>>>>>
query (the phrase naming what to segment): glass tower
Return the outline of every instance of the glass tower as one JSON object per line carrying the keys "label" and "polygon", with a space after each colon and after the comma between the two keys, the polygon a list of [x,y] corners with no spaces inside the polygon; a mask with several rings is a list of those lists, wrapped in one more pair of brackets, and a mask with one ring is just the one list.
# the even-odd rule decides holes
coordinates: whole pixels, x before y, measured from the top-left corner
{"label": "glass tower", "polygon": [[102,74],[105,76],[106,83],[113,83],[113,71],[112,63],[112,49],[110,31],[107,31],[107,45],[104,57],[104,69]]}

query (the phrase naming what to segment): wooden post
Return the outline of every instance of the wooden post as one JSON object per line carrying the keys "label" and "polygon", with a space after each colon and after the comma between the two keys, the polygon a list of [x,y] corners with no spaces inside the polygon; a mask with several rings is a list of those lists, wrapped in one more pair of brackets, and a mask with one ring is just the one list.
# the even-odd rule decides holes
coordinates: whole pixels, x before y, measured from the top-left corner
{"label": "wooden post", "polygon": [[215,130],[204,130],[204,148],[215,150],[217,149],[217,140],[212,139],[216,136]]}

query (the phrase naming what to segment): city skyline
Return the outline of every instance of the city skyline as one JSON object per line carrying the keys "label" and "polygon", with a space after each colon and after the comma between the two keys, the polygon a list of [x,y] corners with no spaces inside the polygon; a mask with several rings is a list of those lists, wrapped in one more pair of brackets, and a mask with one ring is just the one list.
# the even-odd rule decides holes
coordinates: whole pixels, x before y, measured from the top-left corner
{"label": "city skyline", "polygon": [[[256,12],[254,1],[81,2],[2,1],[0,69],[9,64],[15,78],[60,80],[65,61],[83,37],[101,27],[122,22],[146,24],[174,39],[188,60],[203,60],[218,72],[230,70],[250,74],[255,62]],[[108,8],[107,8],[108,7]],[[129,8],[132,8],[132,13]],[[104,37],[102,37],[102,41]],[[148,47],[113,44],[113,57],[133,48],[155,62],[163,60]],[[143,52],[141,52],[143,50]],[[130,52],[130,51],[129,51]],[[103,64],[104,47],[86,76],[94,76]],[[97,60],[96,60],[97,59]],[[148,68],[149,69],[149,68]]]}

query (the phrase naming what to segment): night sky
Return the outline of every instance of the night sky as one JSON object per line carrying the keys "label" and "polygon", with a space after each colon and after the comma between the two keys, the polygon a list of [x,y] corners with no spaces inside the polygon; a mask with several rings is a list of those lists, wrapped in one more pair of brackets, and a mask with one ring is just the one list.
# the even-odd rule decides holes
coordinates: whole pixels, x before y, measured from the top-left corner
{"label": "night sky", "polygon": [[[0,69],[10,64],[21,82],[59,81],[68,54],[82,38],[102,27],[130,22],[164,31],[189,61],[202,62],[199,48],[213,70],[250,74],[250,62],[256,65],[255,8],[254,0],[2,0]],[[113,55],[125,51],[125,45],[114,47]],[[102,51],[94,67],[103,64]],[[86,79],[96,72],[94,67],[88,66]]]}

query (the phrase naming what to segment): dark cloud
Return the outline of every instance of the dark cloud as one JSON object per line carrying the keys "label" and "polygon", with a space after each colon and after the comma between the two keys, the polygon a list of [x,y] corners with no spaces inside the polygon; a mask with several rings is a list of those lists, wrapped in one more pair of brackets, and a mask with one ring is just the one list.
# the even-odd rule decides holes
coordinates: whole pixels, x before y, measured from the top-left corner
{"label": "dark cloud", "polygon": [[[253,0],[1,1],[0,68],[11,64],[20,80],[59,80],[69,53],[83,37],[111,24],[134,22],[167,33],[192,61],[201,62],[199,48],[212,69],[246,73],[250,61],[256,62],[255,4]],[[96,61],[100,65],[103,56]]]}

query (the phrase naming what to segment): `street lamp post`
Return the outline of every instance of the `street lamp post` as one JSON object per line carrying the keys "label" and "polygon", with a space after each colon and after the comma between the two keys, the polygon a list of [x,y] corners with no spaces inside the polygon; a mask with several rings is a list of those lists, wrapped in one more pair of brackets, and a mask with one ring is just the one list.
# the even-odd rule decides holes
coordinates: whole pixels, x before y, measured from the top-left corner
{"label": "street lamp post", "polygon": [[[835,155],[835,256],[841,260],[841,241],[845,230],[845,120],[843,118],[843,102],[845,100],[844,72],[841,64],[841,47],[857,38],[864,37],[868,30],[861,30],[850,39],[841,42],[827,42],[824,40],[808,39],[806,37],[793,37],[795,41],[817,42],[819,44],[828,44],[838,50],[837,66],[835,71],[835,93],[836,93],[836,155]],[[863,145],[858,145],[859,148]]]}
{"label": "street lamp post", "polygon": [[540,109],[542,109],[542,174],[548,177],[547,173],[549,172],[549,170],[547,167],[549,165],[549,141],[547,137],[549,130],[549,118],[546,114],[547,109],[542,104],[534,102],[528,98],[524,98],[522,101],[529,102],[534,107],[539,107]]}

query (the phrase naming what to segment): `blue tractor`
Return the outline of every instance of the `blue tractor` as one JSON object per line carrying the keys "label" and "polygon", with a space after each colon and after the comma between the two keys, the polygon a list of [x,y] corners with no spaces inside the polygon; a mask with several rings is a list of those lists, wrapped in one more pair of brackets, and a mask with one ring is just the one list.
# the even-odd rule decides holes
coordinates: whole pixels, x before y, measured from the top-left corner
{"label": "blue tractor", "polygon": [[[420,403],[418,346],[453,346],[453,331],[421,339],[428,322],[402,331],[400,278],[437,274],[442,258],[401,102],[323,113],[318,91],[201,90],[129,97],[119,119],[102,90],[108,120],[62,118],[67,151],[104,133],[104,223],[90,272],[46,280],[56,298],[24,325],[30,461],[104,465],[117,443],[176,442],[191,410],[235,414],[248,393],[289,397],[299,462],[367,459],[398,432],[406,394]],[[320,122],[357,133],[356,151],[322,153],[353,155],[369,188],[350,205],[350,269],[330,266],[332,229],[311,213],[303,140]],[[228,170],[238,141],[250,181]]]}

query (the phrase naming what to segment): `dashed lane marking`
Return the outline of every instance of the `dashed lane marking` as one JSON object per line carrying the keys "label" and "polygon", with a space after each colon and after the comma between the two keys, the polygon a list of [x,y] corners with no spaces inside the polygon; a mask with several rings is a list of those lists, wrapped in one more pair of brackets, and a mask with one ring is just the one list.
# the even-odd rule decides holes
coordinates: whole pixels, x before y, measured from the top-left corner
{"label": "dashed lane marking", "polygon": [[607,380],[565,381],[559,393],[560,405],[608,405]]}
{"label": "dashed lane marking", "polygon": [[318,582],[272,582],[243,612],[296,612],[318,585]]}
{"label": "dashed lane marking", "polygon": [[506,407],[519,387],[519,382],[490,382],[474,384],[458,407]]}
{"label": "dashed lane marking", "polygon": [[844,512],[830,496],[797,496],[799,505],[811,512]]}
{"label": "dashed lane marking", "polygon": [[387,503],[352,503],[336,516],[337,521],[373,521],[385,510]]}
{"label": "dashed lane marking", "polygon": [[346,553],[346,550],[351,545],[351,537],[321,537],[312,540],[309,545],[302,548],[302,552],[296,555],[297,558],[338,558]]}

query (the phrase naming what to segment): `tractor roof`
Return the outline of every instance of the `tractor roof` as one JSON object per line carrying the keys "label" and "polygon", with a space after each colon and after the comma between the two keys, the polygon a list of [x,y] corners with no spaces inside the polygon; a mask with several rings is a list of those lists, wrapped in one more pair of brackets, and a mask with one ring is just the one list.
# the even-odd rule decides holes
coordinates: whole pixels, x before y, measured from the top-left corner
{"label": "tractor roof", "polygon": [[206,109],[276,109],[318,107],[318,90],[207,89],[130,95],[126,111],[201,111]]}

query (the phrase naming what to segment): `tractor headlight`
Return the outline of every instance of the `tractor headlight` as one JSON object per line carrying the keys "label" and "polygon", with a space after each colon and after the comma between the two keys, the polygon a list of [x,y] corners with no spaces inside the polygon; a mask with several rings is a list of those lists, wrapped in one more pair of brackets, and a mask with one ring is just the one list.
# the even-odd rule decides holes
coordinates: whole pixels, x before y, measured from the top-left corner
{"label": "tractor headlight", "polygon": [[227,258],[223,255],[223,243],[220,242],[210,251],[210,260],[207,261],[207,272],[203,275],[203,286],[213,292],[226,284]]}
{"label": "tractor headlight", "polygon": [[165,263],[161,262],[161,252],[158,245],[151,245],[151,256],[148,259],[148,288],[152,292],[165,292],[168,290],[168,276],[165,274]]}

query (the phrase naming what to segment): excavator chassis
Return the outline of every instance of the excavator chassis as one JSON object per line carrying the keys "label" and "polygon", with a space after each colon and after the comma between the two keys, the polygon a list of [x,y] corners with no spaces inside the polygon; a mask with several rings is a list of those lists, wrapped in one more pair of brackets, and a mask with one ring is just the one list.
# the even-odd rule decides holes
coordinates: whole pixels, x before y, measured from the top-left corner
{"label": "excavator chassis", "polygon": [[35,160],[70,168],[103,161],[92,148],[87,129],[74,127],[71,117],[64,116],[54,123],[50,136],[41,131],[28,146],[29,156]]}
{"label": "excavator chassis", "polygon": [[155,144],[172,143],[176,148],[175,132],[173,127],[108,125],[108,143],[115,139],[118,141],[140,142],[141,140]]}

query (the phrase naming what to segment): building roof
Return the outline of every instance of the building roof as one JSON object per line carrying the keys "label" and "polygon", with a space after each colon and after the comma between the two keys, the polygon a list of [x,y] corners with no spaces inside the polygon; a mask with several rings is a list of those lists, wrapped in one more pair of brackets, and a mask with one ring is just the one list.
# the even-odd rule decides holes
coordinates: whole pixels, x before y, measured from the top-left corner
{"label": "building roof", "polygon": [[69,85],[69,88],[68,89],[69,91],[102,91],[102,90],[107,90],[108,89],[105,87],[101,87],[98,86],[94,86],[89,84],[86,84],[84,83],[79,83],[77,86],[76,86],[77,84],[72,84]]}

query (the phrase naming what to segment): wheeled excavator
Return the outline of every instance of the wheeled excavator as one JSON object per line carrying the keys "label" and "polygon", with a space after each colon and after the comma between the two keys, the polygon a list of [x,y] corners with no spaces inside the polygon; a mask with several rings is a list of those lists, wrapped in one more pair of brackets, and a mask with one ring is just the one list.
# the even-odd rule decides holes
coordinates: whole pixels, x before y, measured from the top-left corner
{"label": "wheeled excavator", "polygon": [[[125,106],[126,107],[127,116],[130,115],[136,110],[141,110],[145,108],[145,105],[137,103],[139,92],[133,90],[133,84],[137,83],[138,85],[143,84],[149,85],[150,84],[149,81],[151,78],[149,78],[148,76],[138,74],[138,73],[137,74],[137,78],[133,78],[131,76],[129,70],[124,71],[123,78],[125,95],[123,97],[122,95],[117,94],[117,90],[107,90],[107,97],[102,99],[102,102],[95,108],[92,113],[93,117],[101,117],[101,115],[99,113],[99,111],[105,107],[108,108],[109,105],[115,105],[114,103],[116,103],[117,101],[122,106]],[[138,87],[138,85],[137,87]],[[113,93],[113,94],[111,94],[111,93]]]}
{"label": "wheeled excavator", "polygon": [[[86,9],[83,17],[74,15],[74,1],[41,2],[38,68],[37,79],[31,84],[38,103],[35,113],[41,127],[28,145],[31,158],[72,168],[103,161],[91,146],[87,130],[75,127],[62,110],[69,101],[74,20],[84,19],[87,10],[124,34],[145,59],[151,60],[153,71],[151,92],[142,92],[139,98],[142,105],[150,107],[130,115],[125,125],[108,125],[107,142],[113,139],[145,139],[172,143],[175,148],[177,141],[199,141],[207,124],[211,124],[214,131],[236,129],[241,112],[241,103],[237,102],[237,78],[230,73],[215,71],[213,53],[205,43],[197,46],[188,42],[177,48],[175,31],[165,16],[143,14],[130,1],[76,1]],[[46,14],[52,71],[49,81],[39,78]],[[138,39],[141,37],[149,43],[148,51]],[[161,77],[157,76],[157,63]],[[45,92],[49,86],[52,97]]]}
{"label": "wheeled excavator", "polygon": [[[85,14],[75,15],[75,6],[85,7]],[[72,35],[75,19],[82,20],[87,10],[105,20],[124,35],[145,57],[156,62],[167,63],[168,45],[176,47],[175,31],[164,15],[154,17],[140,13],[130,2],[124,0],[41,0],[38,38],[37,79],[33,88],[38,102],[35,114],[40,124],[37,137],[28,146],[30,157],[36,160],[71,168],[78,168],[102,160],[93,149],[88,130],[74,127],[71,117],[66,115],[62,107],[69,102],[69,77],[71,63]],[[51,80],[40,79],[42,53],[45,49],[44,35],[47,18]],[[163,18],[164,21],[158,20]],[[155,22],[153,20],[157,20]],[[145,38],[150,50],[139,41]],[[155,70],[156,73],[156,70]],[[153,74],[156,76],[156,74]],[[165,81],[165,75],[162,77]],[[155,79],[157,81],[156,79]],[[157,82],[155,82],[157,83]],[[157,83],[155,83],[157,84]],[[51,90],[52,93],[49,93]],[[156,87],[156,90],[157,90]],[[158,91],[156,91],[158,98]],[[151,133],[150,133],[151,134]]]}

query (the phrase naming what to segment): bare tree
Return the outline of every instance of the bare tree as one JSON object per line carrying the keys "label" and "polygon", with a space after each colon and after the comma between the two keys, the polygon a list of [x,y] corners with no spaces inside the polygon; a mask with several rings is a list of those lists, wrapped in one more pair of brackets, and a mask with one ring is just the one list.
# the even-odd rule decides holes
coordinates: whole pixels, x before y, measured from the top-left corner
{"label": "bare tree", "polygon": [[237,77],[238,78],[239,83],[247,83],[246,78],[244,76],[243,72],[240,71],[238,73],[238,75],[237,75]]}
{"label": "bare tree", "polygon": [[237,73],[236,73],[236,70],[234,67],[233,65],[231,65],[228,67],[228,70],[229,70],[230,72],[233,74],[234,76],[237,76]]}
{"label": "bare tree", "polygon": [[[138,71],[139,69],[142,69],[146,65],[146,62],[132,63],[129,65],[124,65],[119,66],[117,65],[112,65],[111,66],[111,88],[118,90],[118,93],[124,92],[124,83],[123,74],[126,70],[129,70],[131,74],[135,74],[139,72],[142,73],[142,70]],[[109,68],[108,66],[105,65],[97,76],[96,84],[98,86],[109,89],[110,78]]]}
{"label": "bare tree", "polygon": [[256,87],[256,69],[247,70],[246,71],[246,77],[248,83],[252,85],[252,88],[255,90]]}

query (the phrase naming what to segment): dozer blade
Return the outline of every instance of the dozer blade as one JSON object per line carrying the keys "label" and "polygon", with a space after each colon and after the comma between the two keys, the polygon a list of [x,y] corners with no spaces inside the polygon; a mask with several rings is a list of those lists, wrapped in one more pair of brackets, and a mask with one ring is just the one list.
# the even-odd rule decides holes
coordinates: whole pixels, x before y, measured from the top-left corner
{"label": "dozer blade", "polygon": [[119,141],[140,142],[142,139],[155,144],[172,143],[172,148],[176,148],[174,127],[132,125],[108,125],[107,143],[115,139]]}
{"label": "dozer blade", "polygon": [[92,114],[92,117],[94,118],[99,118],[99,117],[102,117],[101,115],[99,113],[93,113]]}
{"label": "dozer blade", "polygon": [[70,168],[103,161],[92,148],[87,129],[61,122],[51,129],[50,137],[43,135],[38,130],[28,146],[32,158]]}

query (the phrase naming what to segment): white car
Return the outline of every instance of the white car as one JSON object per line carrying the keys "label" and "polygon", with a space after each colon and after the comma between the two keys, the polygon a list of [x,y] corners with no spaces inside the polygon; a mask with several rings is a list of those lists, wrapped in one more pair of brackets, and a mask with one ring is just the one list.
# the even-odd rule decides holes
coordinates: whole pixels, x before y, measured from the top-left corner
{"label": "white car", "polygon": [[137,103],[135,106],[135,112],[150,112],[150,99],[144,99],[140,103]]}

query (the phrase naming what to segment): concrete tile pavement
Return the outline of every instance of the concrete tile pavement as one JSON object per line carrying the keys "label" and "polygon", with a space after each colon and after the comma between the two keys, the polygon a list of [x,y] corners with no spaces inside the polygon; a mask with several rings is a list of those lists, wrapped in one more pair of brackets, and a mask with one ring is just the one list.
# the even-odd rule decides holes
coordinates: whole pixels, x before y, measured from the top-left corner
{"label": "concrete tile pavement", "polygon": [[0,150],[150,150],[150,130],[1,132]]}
<<<<<
DIRECTIONS FOR THIS TASK:
Extract the part of the items that opens with the line containing "query (the phrase naming what to segment): concrete" and closes at the end of the items, and repeat those lines exactly, both ends included.

WRITTEN ANSWER:
query (the phrase naming what to segment): concrete tile pavement
Return the outline of every instance of the concrete tile pavement as one JSON object per line carrying the keys "label" and "polygon", with a space after each colon and after the comma between the two keys, the polygon a list of [x,y] corners with no spaces inside the polygon; a mask with several rings is a list of those lists, wrapped in one more pair of brackets, and a mask with one ring is just the one list.
# the even-odd rule decides holes
coordinates: whole pixels, x before y, measured from the top-left corner
{"label": "concrete tile pavement", "polygon": [[0,150],[150,150],[150,130],[1,132]]}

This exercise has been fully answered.